PAGE ▸

# Has anyone ever tried using cut mullet for fresh water catfish?



## BACKLASHED

We all know it stinks plenty good, but I was curious if it had been tried with positive results. I may give it a shot on Fayette County Lake soon. 

Any tips for jug line bait besides bream/stink bait? TIA


----------



## fishomaniac

I have been wondering the same thing. I usually freeze my leftover mullet when go to the coast. Please post up an tell us how it works.


----------



## MUDHOLE KID

They'll eat the hound out of it on santee cooper at times ,ol' southern boys use it quite a bit.I've used it a little but you have to buy it at a market here and it's a little pricey,i guess it's because alot of folk eat it,......not me pal. try it ,you may get surprised


----------



## Blue Water Ho

My buddy loves mullet,he tells me if I get a big enough one he'll eat it up..................later,Dave


----------



## Hawkeye

I've never used mullet for catfish, but everything else I've ever used works.... even fried chicken skin... fried chicken livers, heart, gizzards, shad, perch... the list goes on and on. I don't see why mullet won't work, especially if it's a little bloody.


----------



## mudd_catt

*Biloxi Bacon*

You can't beat a big 1 pound mullet filleted and fried golden brown. Don't knock it till you try it.

As far as bait goes for the jugs, anything that stinks and will stay on a hook. I have found stinkbait/dipbait disolves too easy. I have always had good luck with LARGE minnows, preferably the biggest minnows you can get, or even small pond perch. But just can't beat a good skipjack head. or even the body.

PROVIDED DATA ▸
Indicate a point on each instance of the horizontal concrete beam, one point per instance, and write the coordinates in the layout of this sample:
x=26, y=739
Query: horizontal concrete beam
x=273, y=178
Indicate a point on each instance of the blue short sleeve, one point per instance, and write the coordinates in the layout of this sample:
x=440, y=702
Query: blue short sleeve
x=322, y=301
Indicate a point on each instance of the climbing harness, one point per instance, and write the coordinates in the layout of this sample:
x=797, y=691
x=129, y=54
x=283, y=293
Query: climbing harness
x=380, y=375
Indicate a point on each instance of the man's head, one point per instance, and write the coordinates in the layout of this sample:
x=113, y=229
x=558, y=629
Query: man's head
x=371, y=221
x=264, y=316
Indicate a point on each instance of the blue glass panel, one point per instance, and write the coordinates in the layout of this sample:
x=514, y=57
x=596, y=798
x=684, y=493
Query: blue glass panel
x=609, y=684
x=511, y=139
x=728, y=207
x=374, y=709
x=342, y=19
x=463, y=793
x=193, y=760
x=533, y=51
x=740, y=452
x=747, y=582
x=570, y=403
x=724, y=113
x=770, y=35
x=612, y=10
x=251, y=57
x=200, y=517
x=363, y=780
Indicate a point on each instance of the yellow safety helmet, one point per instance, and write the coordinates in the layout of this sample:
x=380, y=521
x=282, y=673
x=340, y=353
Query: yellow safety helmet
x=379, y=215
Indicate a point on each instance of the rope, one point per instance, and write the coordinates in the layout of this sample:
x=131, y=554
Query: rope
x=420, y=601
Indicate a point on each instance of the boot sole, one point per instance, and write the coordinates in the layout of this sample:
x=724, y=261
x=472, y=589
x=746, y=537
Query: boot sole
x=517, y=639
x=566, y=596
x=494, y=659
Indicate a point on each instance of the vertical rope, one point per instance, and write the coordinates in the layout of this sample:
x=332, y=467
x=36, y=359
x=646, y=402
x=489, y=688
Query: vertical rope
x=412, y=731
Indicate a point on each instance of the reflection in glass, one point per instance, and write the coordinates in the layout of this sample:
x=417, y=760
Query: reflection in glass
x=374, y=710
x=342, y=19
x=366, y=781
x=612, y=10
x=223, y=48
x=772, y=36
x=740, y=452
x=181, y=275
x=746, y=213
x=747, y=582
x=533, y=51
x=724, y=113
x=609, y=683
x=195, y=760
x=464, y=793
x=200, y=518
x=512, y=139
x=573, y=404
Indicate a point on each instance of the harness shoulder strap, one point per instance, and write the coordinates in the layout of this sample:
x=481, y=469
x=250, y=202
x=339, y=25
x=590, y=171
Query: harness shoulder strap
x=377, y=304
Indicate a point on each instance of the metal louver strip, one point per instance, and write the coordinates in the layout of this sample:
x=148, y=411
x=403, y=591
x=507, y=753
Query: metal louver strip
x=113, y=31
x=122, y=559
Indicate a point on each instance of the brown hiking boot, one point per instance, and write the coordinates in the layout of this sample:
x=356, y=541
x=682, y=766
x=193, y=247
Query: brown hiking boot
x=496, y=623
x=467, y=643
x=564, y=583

TASKS FOR THIS EXERCISE ▸
**A.** Translate this sentence from the mullet-for-catfish thread into Spanish: "You can't beat a big 1 pound mullet filleted and fried golden brown."
**B.** Continue the forum thread about mullet as catfish bait from where it stops, adding the next reply.

ANSWERS PER TASK ▸
**A.** No hay nada mejor que un mújol grande de una libra, fileteado y frito hasta quedar dorado.

**B.**
----------



## Mando

back in the winter before the gar messed with the trot lines we'd tear up the cats on mullet, pinfish, and croaker. mullet is great! i woulndt eat it though...i think the meat stinks


----------



## Surffishwant2B

I caught a Blue cat that was 23 lbs on cut mullett. I catch Blue cats in Clear creek 
and we always use cut mullet. See "Brackish Water Blue Cats" thread


----------



## Profish00

shrimp works good too


----------



## scrambler

Cut mullet is about all we use. Catch lots of blues and channel cats. There are usually mullet in the feeder creeks where we fish so its the freshest cut bait available to us.


----------



## asolde

I think fresh shad is the best bait for big blues. I throw a cast net to catch them and rig my jugs with them whole or cut. Sit back and wait for my jugs to flag and take off. Nothing like chasing my jug and pulling up a big blue.


----------



## alston4252

*Mullet*

I feel very confident that cut mullet would work well for blues and channels. I think that they would need to be fresh or brined/salted for best results. Mullet does not freeze very well. For those close to the coast---they are readily available. After freezing, mullet becomes soggy.
alston4252


----------



## Freshwaterman

I used cut saltwater pin perch and have caught blues up to 20lbs, it freezes and easy to keep.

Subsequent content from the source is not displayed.